**REQUIREMENT:** Pull out every line of the listing below that contains the string "wooden".

[Dataset items]

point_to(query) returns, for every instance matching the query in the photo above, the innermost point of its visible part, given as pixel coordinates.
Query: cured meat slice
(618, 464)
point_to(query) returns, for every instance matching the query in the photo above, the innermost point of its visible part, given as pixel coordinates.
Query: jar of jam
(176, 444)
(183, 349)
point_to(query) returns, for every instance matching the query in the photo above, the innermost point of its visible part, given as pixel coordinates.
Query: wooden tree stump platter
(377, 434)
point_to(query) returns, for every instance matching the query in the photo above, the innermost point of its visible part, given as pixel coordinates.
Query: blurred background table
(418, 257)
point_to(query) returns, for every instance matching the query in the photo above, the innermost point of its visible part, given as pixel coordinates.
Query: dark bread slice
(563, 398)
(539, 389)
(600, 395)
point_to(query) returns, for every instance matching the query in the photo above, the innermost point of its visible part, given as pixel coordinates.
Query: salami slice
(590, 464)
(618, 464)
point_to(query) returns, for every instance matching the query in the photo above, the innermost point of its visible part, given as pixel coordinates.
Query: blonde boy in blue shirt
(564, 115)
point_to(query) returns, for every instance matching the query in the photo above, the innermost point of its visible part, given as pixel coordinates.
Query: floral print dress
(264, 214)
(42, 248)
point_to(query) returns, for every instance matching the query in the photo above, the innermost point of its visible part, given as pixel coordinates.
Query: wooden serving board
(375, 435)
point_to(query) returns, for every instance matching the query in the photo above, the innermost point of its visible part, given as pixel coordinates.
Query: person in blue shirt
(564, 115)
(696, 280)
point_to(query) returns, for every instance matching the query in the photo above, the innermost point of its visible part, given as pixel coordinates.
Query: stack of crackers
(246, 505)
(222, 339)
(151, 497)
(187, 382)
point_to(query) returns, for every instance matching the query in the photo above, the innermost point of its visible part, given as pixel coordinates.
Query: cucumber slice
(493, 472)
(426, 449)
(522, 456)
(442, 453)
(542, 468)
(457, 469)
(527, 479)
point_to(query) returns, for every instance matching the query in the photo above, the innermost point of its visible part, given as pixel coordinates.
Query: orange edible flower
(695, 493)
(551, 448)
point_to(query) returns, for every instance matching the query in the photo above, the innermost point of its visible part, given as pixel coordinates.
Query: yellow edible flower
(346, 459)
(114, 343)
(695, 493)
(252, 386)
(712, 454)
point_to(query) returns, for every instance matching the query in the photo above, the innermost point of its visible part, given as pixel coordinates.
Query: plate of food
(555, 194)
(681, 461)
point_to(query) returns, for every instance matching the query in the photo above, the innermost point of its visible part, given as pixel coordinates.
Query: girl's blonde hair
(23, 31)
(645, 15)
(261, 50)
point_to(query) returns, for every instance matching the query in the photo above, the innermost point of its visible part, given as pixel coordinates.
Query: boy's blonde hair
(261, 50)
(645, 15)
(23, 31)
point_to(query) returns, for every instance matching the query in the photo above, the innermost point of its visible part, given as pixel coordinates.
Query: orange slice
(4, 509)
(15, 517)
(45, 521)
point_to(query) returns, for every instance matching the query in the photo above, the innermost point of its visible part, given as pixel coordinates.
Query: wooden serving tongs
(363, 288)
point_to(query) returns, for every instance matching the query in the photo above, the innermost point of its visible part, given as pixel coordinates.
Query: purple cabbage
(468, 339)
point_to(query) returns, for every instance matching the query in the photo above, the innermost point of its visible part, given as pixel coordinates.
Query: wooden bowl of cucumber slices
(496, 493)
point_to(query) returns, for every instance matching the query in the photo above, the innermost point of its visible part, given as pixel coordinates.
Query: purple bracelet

**THE RESULT:**
Query: wooden tree stump platter
Query: wooden serving board
Query: wooden serving tongs
Query: wooden bowl of cucumber slices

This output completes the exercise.